* **TEXT PASSAGE**:
Many of us also watch hardcore porn. But we tend to do so surreptitiously, because there’s a measure of peeping-Tom in this sort of pleasure. We feel a little creepy watching people do something that we ourselves do behind closed doors with the lights out and the shades down, so that the children, or the neighbors — or people who know how to do it better — won’t see.
Whether we call ourselves liberal or conservative, most of us agree that sexual display has limits, and that venturing beyond that pale is unseemly, unsightly and uncivilized — not to mention frightening the horses.
This is why the right-wing angst over same-sex marriage is so fascinating. There seems to be a real dread among so-called conservatives that gay people, especially men, don’t subscribe to the taboo about against pulling out your privates in public. A lot of gay marriage opponents, notably Supreme Court Justice Antonin Scalia, are honestly afraid that all the queers are going to start doing it in the road.
Scalia has difficulty uttering terms like “same-sex marriage.” He prefers the far more clinical formulation, “homosexual sodomy.” This explicit usage suggests a perception both voyeuristic and apocalyptic. Justice Scalia, who has clearly managed to avoid any knowing contact with openly gay people for more than 70 years, has been shaken by the millions of Americans who “came out” of a closet that was traditionally reserved for gay, lesbian, bisexual and transgender people.
Justice Scalia typifies the fear that gay people — whose sexuality is both aberrant and mysterious to him — will go beyond marrying, adopting and raising children. They will also express their unconventional libidos in alarmingly non-traditional ways, forsaking the discretion that supposedly governs heterosexual love. They will — dear God, help us! — commence to sodomize one another right out in the open, on the sidewalk, in elevators, in the waiting room at the podiatrist’s office, on the benches at the mall with hot fudge, in the pews at the First Presbyterian as the pastor leads the faithful in “Onward, Christian Soldiers.”
Justice Scalia suffers perpetual homophobic panic because of the “ick factor,” a visceral terror of watching grown men — many of them as flabby and hairy as Justice Scalia — doing nasty things together in front of throngs of moms all gaping with disgust, covering their kids’ eyes and saying, “Ew! Ick! Gross!”

* **SOURCE DATA**:
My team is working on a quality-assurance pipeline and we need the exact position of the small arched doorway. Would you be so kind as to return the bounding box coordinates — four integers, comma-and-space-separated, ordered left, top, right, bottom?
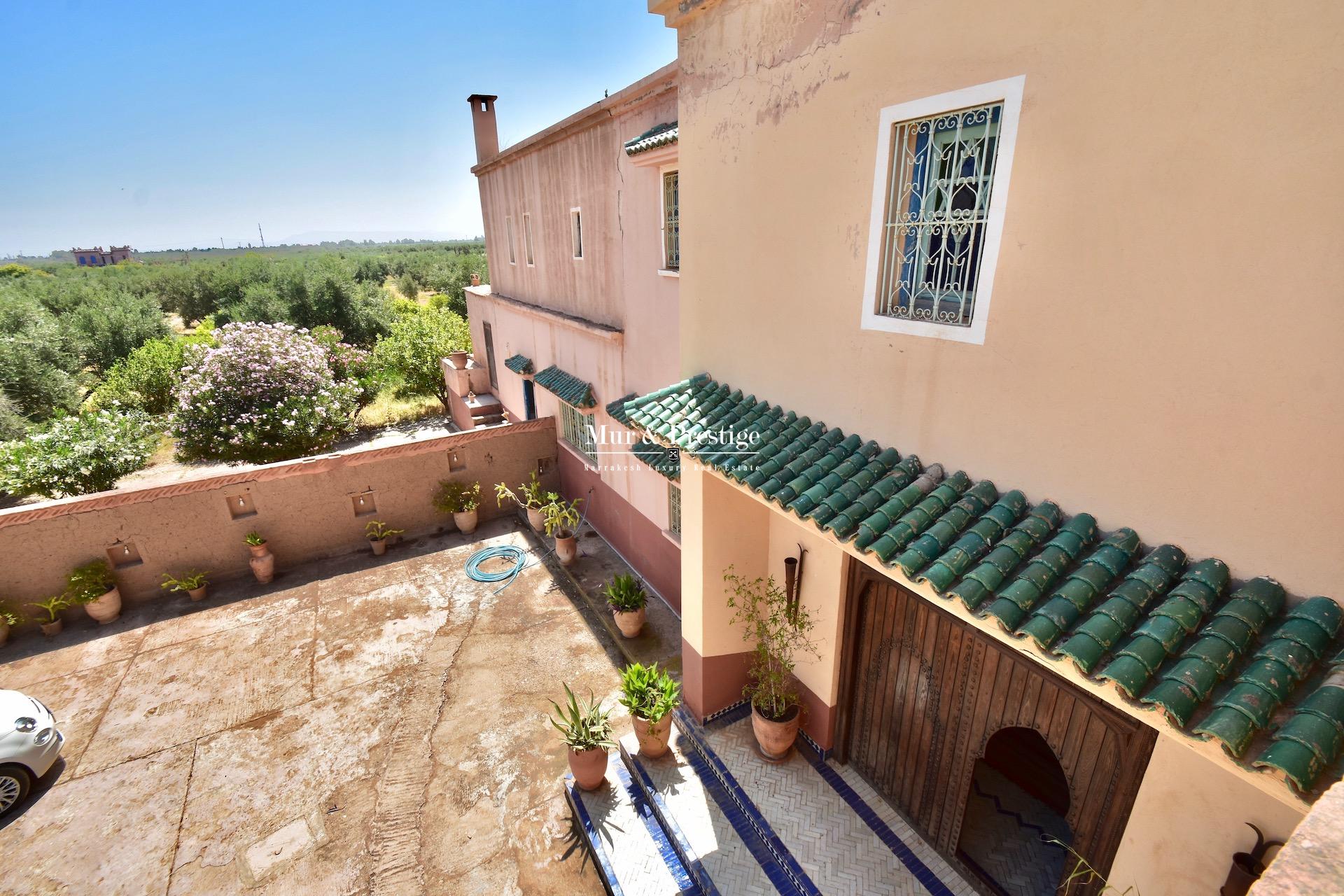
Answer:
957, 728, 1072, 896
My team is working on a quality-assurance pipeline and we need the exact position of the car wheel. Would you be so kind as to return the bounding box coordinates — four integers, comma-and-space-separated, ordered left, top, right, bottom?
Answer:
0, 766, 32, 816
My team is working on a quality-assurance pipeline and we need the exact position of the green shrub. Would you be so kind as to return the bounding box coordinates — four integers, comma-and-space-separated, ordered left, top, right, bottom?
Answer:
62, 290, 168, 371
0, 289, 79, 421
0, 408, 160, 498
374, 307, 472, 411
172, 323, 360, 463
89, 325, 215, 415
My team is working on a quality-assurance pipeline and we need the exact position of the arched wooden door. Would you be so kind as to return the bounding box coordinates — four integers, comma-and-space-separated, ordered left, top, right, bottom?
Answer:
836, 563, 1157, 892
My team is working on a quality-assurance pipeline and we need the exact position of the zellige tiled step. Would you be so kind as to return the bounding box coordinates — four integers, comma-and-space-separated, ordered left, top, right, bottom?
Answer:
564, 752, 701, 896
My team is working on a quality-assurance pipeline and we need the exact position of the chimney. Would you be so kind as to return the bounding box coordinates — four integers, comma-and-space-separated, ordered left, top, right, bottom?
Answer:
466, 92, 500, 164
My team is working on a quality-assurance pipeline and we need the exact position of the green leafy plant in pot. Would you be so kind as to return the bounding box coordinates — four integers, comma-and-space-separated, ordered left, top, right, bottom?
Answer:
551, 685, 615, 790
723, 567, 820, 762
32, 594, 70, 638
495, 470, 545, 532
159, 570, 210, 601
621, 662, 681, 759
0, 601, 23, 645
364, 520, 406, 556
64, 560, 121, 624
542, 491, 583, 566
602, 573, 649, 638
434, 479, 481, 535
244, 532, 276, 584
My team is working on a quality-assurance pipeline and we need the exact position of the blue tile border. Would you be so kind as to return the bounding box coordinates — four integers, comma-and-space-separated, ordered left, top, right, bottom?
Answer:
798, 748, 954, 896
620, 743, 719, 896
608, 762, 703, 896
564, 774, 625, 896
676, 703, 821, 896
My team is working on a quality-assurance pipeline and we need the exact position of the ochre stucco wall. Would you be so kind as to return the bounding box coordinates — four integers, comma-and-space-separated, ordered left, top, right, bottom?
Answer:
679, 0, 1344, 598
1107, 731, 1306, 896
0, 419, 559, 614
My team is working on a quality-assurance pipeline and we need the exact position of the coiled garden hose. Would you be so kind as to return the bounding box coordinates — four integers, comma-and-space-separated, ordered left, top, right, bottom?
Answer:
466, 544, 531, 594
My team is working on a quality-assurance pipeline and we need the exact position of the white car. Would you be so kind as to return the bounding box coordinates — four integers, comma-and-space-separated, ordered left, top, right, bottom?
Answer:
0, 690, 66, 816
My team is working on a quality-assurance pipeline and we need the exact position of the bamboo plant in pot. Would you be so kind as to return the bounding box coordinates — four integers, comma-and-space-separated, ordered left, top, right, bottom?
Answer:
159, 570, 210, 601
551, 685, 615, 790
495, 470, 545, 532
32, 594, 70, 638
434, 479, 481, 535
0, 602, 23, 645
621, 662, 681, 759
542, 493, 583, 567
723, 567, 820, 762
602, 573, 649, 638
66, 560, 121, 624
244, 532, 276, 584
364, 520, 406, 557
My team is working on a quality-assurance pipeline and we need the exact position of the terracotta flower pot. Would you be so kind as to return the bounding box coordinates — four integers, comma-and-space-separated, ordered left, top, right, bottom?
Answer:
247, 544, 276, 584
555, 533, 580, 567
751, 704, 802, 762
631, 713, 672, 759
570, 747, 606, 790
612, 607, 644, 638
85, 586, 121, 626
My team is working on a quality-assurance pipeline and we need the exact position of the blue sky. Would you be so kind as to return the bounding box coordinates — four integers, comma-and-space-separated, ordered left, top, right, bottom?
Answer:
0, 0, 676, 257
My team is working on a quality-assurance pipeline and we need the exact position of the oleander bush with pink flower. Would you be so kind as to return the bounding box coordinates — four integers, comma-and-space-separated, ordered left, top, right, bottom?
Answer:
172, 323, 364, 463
--
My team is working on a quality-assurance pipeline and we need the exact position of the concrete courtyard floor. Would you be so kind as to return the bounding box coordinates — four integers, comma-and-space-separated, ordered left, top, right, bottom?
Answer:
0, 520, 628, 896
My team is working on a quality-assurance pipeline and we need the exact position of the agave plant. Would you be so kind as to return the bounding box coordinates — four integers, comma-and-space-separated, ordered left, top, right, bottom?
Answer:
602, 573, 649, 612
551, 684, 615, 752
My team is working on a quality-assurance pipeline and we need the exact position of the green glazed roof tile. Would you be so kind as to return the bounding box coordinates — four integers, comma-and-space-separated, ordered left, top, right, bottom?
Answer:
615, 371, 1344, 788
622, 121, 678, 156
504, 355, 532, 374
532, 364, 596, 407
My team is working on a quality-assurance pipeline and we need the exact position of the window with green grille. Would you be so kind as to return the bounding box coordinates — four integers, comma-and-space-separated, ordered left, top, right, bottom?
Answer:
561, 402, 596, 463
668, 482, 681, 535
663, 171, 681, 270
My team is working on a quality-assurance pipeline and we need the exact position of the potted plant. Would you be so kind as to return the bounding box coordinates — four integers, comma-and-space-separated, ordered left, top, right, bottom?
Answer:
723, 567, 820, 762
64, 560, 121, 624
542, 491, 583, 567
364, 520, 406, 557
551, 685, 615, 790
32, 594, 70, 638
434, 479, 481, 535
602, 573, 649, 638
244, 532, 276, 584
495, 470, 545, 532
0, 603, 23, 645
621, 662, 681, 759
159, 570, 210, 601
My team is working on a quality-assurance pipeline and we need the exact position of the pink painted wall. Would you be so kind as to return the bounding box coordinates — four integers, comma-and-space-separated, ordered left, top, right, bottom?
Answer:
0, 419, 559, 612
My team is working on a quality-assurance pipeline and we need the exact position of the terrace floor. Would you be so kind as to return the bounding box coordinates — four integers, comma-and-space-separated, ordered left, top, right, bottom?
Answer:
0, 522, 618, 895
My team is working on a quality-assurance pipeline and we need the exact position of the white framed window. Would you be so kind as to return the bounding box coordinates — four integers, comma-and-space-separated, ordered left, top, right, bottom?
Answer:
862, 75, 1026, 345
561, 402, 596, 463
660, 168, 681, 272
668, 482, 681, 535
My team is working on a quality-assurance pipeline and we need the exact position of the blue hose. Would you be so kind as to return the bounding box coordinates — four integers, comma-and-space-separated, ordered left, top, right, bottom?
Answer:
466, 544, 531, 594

* **REQUIRED WORK**: The passage about Justice Scalia lists public places where gay people are pictured openly having sex. List each one.

* **EXERCISE OUTPUT**:
- on the sidewalk
- in elevators
- in the waiting room at the podiatrist's office
- on the benches at the mall with hot fudge
- in the pews at the First Presbyterian